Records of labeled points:
>>
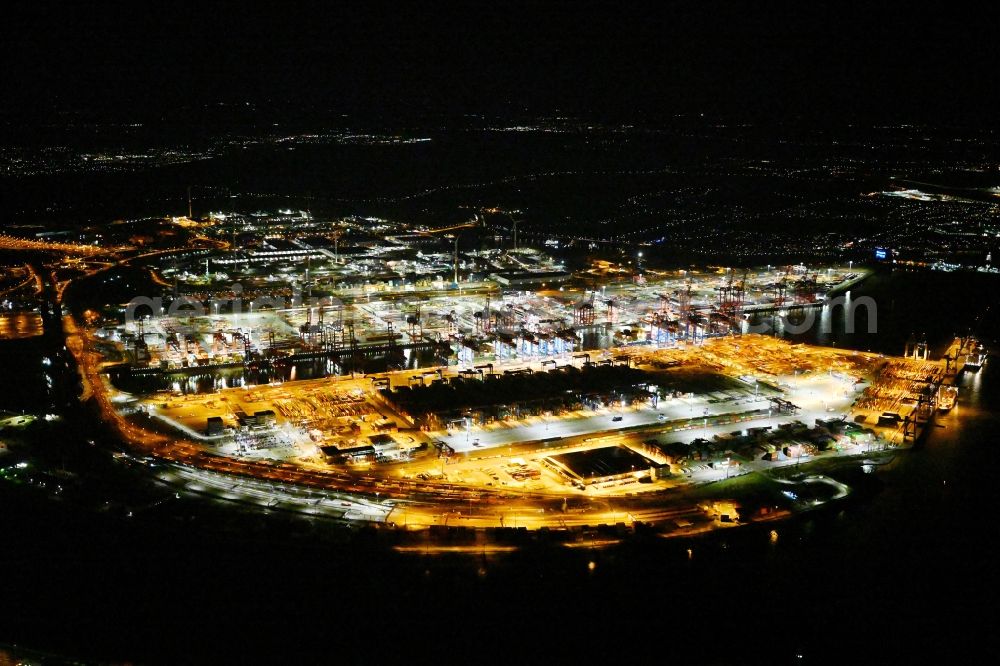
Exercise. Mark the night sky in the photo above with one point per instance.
(758, 61)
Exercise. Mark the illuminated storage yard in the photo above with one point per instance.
(469, 403)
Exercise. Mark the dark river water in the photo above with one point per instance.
(901, 572)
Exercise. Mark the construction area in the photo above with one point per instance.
<<
▶ [Requirement]: From the listing above, print every entry precisely and drop the pictures.

▶ [Worked answer]:
Exercise. Mark the night sky in the photo above with one point per instance.
(758, 61)
Exercise. Mark the illuminated storage yard in the photo above with one point per instance.
(469, 403)
Exercise. Mark the dark river water in the photo above with one point per instance.
(901, 572)
Exercise. Mark the construction area in the photo above with one point per instance.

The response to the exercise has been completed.